▶ **Input records**

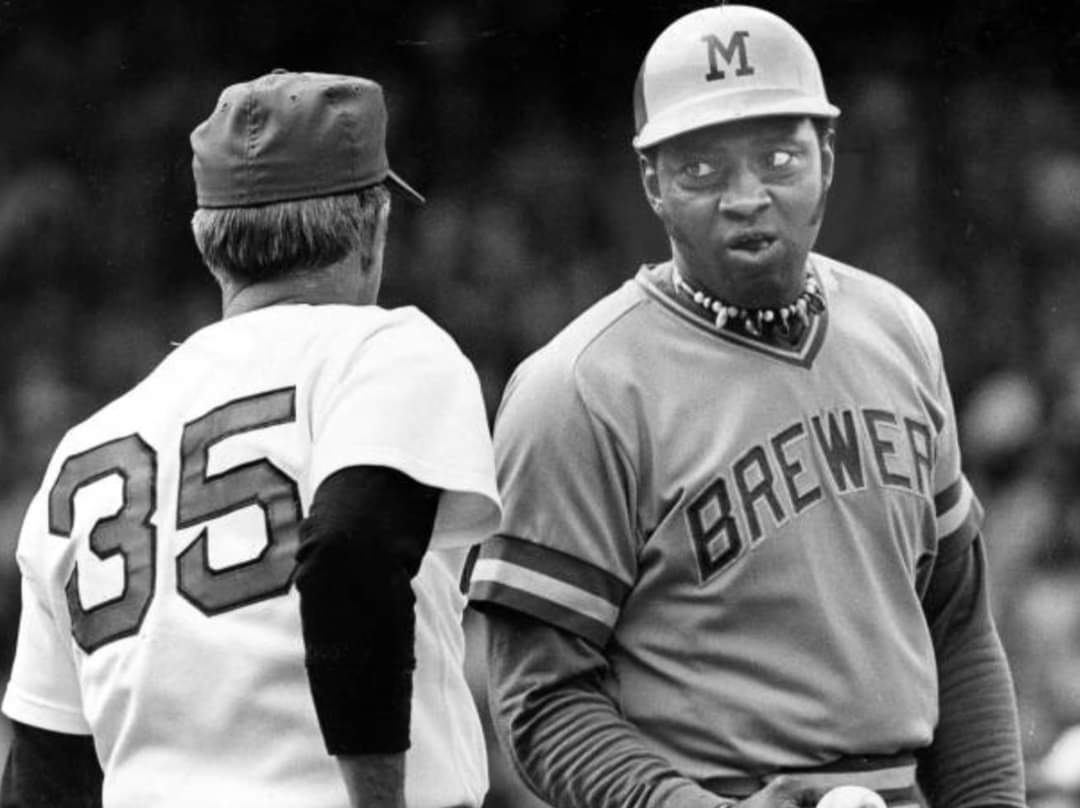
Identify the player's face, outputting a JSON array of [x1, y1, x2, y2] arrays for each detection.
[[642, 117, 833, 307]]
---
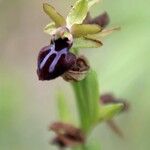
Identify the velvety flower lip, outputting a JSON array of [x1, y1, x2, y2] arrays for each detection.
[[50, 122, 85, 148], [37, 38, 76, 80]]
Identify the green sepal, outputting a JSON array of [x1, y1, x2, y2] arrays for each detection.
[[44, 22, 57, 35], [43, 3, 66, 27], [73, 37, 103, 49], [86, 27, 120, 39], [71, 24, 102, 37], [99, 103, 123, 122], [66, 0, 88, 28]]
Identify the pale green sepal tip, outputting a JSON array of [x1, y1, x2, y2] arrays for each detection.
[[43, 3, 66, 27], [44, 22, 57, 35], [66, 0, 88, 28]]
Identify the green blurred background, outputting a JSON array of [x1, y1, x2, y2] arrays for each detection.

▶ **Challenge**
Return, without alteration, the lines of the material between the line containing "Identify the green sepal, outputting" and the line containing "Identify the green blurred", inclusive.

▶ **Reply to the task**
Identify the green sepal, outputting a JSON array of [x1, y1, x2, y2] arrays for each detection.
[[44, 22, 57, 35], [43, 3, 66, 27], [73, 37, 103, 49], [86, 27, 120, 39], [71, 24, 102, 37], [99, 103, 123, 122], [66, 0, 88, 28]]
Identify the pale green sepal tip, outputting a JSON array of [x1, y1, x2, y2] arrays for each detection.
[[43, 3, 66, 27], [44, 22, 57, 35], [66, 0, 88, 28]]
Identify the green blurred background, outputting a JSON array of [x1, y1, x2, y2] arrays for each detection.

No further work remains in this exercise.